__TASK INSTRUCTIONS__.
Reproduce the following records exactly from the line containing "Practice. Find the knotted" onward, ending with the last line and including it.

···

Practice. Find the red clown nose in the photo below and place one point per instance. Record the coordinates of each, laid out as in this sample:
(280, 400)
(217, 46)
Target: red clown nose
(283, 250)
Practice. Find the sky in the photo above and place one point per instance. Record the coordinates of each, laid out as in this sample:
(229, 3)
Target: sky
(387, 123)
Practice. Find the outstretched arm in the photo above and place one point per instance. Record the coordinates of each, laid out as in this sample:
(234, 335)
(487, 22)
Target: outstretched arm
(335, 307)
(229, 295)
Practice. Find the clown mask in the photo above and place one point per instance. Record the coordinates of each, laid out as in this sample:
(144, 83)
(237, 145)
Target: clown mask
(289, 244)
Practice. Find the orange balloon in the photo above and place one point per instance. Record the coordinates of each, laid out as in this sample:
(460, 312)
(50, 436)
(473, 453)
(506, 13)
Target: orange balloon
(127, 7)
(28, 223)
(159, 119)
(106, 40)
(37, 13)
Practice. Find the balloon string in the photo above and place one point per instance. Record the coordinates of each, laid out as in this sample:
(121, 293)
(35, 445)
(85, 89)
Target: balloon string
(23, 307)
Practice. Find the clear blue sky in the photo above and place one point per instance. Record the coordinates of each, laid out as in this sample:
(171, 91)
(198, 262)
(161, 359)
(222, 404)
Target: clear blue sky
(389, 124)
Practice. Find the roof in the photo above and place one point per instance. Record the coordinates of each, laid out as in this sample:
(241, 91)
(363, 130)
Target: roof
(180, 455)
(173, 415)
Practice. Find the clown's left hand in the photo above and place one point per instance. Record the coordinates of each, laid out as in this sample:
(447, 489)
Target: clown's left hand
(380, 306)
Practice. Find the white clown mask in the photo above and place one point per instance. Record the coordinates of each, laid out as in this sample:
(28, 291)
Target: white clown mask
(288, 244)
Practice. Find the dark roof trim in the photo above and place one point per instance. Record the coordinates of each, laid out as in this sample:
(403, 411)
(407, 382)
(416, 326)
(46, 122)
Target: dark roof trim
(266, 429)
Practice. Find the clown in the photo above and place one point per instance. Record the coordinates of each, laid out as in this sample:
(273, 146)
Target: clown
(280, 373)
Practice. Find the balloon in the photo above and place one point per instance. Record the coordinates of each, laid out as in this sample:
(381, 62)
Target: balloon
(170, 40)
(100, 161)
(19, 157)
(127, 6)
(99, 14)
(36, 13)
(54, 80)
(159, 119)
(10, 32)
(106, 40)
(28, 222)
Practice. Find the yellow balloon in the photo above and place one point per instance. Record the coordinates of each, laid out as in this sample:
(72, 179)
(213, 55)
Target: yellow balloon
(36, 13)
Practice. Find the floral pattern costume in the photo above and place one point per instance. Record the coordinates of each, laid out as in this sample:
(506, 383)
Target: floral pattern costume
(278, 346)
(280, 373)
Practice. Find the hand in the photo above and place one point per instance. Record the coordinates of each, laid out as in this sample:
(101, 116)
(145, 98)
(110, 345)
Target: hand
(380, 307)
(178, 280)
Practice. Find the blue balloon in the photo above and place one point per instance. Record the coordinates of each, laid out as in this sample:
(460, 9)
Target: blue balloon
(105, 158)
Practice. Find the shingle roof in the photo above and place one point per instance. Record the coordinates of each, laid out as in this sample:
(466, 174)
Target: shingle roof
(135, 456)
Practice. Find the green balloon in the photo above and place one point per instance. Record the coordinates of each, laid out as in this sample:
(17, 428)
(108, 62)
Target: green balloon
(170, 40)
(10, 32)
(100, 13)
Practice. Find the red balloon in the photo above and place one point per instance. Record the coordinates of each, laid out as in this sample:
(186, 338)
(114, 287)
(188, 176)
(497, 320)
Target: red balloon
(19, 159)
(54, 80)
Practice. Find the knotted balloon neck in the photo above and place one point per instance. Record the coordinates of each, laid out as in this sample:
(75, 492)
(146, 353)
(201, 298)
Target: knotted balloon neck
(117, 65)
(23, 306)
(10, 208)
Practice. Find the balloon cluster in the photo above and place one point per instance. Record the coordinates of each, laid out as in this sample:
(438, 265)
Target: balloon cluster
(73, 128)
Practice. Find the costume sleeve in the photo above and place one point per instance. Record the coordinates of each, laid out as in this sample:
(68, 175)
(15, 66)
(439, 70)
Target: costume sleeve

···

__SOLUTION TO THE PROBLEM__.
Practice. Find the knotted balloon neck in the photo above and place one point per instance. Record the coordinates of each, laid out as in this sample:
(75, 492)
(146, 353)
(201, 298)
Target: knotted balloon neck
(117, 65)
(23, 306)
(10, 208)
Practice. Find the balloon cluster in the photo above and place one point per instance. Record the coordinates of each, laid out as in this sample:
(438, 265)
Target: balloon cluster
(73, 128)
Practice. Find the costume sleeve in the photo above and place one point per instance. Record the coordinates of each, laid out as in this sample:
(68, 175)
(15, 66)
(439, 70)
Target: costume sleeve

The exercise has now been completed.